● Task goal: Return the number of lines below with "instance" in them, and nothing else.

Segmentation mask data
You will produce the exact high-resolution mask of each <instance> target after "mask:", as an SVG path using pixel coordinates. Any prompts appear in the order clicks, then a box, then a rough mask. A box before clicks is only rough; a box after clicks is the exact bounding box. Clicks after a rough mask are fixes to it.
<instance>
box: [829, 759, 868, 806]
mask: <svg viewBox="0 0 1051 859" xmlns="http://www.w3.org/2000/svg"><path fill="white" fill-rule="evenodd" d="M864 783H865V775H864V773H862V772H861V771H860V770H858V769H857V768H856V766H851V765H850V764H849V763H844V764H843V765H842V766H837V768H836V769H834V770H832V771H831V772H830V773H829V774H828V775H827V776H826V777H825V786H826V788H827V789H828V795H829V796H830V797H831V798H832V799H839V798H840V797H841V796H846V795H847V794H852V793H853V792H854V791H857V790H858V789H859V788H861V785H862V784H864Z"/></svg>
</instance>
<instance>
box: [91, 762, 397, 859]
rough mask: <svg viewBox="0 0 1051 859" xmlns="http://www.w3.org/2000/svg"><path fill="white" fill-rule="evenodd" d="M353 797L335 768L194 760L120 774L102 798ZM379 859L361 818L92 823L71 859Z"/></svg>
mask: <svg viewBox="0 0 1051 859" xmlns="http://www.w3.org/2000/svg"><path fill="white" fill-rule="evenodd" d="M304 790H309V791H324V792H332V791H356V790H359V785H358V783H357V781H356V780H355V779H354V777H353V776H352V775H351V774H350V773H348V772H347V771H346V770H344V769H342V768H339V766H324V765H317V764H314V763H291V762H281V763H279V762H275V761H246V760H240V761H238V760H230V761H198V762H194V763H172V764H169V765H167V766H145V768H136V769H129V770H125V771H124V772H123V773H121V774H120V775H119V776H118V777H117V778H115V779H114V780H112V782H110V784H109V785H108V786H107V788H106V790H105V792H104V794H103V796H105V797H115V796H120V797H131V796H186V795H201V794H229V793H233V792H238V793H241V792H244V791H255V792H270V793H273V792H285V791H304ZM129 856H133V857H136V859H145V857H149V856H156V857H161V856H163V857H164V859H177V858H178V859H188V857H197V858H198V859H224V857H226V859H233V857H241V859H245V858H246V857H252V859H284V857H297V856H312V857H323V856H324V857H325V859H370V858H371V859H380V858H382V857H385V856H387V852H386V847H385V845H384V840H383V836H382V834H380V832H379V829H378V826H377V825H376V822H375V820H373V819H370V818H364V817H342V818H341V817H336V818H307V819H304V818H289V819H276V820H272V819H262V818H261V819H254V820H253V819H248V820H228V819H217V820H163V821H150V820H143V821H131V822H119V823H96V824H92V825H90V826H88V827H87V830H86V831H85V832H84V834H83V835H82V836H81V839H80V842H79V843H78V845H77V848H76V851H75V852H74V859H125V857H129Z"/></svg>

● Response below: 4